Recorded data
-- -- --

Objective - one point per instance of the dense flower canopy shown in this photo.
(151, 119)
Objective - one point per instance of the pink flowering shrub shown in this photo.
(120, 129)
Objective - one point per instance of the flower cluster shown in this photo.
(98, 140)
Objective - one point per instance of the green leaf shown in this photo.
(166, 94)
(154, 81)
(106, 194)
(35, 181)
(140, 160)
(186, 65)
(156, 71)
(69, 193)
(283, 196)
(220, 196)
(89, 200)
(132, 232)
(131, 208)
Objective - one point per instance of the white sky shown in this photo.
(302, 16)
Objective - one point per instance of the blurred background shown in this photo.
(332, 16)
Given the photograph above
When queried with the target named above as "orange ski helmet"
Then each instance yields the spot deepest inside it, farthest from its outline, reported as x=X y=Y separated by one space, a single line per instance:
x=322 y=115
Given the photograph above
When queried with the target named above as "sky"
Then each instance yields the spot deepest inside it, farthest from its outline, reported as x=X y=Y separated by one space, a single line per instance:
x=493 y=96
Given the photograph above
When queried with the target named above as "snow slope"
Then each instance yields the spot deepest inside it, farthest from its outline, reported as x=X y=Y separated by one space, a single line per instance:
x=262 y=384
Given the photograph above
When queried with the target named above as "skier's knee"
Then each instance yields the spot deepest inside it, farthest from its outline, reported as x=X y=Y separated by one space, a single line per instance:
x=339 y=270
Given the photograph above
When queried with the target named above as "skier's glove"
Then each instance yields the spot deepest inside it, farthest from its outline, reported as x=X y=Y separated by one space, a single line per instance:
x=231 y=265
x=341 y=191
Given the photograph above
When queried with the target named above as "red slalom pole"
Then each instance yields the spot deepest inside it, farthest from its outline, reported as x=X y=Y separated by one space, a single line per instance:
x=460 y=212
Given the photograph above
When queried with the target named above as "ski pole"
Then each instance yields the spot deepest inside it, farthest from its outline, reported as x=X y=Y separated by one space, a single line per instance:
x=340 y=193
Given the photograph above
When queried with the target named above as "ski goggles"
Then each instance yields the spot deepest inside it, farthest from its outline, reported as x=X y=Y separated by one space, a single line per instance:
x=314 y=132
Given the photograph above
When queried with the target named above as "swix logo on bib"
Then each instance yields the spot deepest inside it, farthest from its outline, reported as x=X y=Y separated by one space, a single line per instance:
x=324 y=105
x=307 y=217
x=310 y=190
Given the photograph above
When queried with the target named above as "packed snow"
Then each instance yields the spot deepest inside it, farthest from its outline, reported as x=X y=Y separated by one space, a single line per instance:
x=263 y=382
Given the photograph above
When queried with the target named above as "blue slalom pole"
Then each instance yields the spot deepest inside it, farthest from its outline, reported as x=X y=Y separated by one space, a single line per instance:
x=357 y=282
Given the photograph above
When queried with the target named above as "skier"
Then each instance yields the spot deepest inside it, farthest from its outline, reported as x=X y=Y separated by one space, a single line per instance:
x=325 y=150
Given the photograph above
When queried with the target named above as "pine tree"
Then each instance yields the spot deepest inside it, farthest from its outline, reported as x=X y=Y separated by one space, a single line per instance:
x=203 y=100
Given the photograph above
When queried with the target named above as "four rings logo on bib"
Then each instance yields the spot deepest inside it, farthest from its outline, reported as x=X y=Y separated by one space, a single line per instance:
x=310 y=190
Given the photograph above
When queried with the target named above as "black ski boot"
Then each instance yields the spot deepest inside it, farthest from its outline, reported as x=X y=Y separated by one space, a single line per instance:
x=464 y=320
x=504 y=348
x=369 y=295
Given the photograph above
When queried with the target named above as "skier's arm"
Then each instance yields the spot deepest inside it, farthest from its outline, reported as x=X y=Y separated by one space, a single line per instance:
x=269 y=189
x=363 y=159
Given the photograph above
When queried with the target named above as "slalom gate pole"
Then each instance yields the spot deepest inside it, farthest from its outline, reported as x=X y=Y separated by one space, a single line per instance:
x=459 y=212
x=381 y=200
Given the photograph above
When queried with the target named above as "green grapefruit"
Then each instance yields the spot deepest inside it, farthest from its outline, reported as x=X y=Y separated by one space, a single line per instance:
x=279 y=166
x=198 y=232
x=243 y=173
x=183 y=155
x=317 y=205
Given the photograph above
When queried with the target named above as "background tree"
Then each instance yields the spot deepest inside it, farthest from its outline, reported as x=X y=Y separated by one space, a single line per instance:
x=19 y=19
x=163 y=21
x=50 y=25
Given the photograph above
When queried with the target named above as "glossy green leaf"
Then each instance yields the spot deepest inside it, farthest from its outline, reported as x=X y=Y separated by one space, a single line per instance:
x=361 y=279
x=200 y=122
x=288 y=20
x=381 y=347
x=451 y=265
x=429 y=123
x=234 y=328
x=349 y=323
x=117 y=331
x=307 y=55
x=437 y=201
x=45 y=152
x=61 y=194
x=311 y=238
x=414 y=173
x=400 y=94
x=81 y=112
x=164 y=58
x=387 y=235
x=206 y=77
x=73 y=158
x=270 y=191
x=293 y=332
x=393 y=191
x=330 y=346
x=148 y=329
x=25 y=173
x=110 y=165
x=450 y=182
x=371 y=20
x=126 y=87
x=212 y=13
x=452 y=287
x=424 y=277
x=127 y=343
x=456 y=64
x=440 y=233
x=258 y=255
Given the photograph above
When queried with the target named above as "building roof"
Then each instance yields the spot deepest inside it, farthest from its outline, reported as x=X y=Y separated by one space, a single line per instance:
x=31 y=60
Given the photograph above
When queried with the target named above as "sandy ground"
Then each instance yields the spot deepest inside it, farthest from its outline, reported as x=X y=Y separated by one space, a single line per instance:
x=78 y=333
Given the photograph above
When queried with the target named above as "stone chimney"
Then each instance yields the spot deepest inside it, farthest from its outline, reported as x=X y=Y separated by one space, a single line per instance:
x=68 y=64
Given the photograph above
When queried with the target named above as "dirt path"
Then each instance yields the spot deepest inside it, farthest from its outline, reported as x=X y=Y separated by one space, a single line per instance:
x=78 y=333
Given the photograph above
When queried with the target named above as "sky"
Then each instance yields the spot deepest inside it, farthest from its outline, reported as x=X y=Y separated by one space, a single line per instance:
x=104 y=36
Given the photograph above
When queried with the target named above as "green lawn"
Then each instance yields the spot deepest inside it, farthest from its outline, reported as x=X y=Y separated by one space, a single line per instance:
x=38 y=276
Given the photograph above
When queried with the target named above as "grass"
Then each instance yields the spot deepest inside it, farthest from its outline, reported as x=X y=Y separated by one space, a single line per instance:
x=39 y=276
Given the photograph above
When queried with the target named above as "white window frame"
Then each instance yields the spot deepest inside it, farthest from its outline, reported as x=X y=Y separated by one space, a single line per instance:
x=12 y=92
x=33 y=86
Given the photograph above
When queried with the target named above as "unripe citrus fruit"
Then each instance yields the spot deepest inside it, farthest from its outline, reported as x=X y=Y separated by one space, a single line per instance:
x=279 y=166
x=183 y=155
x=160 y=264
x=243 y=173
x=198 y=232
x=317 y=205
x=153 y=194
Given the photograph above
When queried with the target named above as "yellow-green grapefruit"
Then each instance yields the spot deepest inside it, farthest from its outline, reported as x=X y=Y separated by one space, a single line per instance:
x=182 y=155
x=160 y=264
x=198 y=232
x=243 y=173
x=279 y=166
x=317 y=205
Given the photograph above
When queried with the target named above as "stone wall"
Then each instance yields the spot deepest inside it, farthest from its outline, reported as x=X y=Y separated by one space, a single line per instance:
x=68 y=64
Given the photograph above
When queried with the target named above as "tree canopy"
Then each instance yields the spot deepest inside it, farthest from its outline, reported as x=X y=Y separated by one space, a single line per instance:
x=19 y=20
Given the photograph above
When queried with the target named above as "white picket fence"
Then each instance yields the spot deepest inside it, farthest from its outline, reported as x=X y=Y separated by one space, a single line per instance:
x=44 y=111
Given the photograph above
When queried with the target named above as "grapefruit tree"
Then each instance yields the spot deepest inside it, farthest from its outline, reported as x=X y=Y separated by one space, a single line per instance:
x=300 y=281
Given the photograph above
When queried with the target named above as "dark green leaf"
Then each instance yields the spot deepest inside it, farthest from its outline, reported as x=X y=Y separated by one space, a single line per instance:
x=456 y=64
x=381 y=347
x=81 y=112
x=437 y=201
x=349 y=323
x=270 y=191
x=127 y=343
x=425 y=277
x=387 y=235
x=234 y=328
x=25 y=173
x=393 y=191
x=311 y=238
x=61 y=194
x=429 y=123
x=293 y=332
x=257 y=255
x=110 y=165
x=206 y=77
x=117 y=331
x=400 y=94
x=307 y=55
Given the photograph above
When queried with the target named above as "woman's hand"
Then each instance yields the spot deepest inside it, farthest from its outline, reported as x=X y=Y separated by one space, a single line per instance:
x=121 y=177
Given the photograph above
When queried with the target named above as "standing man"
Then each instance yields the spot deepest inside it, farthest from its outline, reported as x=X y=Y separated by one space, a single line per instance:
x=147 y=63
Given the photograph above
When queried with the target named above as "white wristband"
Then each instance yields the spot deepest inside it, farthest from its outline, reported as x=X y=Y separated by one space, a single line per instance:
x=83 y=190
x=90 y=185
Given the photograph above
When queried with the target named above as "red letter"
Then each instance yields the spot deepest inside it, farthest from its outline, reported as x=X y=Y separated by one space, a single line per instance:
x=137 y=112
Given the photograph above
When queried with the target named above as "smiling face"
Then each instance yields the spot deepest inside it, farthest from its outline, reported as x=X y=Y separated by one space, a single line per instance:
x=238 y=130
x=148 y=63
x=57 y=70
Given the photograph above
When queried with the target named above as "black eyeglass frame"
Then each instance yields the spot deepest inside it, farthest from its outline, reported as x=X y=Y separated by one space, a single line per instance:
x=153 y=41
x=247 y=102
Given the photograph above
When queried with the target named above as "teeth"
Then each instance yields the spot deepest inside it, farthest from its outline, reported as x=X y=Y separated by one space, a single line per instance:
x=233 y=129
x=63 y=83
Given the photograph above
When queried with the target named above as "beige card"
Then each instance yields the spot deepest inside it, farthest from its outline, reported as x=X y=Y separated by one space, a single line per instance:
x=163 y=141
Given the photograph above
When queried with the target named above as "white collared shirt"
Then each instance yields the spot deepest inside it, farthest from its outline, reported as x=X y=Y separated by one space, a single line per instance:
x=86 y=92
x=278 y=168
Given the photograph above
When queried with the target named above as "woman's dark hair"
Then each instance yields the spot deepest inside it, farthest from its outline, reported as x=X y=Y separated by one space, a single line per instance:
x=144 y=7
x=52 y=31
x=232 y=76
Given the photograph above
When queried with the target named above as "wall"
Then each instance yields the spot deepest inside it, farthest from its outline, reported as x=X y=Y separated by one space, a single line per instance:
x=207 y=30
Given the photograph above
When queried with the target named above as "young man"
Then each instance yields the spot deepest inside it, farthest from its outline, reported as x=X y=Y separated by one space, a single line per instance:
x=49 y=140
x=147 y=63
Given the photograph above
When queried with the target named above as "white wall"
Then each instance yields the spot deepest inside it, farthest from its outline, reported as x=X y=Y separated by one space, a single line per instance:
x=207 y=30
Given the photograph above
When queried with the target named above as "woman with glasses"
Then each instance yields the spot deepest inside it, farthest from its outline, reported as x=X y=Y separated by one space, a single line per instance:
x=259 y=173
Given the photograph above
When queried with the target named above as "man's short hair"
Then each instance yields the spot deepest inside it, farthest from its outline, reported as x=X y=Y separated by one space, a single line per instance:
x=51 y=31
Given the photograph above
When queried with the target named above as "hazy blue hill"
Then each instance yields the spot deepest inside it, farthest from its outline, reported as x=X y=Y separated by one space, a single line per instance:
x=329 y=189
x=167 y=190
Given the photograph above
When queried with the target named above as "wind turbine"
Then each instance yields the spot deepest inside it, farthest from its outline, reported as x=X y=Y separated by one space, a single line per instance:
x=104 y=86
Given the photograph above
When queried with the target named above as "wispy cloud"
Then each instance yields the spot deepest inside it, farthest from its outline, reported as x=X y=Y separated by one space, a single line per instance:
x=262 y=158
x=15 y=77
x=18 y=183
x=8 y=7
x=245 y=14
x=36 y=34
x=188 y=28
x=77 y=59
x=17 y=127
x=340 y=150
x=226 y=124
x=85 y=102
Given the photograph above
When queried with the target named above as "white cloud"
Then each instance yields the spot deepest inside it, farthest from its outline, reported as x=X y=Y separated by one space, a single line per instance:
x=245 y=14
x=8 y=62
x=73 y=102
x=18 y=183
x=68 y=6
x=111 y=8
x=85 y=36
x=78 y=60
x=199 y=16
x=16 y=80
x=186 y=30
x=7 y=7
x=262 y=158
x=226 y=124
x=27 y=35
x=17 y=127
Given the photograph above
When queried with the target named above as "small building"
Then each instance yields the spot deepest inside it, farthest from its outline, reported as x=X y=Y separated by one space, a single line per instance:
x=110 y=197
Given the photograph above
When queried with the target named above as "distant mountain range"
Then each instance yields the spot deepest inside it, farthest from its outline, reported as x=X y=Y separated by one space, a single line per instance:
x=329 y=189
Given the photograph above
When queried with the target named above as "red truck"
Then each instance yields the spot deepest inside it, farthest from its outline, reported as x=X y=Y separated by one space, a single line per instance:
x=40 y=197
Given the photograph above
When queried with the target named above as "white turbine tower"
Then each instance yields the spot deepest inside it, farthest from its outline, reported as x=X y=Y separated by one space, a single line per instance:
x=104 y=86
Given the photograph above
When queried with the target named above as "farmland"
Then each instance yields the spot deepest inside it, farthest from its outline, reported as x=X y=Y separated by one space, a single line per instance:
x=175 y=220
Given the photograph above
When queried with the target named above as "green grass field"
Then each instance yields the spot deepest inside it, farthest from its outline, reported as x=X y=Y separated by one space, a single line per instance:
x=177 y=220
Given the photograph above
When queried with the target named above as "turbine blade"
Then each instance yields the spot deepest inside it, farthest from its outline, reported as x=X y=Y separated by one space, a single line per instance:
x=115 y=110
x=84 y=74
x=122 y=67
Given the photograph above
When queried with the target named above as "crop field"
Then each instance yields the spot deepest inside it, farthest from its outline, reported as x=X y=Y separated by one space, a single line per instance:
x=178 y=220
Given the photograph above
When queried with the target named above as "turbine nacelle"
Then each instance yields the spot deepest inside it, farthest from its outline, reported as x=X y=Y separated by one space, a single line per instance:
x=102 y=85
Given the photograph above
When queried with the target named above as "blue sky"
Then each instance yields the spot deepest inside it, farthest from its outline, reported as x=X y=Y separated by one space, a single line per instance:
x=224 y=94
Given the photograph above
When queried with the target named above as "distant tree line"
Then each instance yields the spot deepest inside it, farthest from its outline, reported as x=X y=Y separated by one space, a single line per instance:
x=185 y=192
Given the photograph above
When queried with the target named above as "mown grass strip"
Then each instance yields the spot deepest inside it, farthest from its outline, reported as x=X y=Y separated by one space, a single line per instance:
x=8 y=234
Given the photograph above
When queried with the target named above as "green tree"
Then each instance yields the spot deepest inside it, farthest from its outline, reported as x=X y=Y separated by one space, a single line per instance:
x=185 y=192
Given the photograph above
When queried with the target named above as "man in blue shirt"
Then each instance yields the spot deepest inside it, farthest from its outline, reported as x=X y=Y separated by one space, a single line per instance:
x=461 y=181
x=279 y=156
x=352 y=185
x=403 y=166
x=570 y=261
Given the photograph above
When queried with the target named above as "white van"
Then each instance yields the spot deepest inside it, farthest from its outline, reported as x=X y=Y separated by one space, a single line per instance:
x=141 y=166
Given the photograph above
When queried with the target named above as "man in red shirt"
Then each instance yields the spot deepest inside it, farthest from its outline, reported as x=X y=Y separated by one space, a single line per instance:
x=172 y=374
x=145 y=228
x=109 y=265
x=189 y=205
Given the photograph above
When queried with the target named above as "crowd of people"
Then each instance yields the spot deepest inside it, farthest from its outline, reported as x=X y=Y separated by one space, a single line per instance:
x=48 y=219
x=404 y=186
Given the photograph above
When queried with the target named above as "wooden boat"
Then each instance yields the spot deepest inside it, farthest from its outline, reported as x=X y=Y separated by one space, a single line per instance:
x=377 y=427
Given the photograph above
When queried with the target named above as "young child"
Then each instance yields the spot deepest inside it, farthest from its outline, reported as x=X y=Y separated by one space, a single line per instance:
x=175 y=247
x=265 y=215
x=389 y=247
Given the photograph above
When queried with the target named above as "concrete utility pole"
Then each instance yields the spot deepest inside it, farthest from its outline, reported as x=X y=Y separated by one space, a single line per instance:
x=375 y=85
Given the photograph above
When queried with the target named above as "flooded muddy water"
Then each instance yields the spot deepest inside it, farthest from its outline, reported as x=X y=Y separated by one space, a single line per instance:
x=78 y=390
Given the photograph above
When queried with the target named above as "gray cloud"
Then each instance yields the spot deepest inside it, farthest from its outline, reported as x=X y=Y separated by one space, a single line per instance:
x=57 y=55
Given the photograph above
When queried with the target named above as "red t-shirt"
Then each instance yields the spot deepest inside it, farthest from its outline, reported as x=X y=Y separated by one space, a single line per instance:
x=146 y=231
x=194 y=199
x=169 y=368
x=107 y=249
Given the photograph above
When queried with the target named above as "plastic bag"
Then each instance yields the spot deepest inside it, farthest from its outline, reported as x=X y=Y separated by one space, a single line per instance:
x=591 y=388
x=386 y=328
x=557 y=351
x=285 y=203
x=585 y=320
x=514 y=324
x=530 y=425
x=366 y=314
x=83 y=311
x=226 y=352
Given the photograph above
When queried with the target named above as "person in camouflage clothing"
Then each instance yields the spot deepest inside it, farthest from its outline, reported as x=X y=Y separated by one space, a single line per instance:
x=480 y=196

-- -- --

PROBLEM DESCRIPTION: Return every line of the records above that contains the string "cloud", copying each line in full.

SOLUTION FOR THIS PROBLEM:
When queried with the target named above as "wispy cloud"
When queried with the target named above as "white cloud"
When queried with the target named above as "gray cloud"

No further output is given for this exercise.